Items taken from a data source
────────

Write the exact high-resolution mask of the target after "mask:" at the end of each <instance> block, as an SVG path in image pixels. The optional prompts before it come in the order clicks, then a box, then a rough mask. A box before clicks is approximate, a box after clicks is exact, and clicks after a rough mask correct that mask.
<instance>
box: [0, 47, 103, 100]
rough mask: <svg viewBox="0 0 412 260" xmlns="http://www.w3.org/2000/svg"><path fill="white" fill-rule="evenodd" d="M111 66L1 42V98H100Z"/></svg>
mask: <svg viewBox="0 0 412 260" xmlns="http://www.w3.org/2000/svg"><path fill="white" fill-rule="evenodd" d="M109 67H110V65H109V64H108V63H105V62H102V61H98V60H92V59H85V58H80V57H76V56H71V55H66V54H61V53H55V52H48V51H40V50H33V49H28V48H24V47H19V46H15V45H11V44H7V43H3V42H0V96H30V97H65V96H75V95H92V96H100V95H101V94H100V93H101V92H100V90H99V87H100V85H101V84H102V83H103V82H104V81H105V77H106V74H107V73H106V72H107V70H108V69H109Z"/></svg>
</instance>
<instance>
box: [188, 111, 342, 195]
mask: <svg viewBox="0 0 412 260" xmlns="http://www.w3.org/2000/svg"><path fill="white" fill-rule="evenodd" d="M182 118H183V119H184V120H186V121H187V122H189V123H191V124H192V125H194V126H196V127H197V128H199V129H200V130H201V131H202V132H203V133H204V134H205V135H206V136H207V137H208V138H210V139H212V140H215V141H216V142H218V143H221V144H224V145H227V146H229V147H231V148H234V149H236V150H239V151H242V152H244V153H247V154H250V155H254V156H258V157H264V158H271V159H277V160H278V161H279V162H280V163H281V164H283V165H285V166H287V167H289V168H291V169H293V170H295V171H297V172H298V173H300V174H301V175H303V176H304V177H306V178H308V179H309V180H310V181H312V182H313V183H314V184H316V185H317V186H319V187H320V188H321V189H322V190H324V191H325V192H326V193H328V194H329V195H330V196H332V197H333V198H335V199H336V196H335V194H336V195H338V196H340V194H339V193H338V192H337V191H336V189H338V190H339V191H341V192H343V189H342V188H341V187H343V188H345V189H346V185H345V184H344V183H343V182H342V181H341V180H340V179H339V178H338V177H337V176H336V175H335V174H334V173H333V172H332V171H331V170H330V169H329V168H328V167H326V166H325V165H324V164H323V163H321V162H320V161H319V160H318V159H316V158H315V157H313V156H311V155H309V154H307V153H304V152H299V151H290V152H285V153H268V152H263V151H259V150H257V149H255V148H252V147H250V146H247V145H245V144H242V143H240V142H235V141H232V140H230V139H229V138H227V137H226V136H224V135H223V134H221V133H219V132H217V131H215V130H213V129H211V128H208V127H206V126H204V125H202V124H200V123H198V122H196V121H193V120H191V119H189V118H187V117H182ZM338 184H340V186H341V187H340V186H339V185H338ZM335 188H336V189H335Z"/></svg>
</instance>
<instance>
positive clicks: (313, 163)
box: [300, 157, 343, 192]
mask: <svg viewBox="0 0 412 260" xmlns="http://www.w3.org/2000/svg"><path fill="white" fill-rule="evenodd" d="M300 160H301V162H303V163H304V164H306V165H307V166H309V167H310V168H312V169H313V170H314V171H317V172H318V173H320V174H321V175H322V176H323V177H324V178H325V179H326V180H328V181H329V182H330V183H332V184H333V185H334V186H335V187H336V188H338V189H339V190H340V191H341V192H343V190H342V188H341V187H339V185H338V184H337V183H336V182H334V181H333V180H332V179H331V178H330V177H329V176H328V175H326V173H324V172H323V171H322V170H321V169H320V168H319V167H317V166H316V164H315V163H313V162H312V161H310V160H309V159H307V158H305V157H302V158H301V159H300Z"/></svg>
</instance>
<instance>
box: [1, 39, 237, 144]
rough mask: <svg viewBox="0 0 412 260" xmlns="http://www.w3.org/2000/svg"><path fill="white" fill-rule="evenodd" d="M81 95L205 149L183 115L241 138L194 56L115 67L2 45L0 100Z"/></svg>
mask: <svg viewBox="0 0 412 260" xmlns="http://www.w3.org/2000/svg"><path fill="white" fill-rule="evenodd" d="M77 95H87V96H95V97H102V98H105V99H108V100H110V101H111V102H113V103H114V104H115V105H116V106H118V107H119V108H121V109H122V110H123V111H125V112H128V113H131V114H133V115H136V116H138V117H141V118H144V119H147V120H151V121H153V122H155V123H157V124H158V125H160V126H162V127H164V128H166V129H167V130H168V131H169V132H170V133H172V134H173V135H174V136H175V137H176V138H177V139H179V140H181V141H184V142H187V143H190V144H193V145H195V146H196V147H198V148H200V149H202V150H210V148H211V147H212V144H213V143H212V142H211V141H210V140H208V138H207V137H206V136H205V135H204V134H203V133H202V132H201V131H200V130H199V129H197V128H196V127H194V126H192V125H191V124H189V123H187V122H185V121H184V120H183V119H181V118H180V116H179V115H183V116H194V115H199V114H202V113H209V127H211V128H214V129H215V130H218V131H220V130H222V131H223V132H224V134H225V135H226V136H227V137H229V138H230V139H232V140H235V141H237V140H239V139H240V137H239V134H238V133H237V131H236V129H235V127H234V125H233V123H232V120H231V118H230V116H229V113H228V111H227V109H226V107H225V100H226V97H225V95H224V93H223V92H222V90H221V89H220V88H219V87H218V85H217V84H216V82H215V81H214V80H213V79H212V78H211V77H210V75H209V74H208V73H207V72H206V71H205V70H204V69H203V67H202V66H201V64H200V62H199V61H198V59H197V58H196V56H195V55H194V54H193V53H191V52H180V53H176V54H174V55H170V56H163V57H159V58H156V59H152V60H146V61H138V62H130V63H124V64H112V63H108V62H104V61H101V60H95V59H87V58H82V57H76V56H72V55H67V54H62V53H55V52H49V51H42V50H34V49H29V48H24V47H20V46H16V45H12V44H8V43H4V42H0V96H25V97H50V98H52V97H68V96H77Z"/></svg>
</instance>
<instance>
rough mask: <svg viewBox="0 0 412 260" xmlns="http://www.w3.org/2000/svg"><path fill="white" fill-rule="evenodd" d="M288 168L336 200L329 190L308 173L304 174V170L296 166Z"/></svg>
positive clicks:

────────

◆ ABOUT THIS EXERCISE ◆
Report only how many lines of the listing above contain the string "clicks", with case counting.

◆ TASK ANSWER ◆
3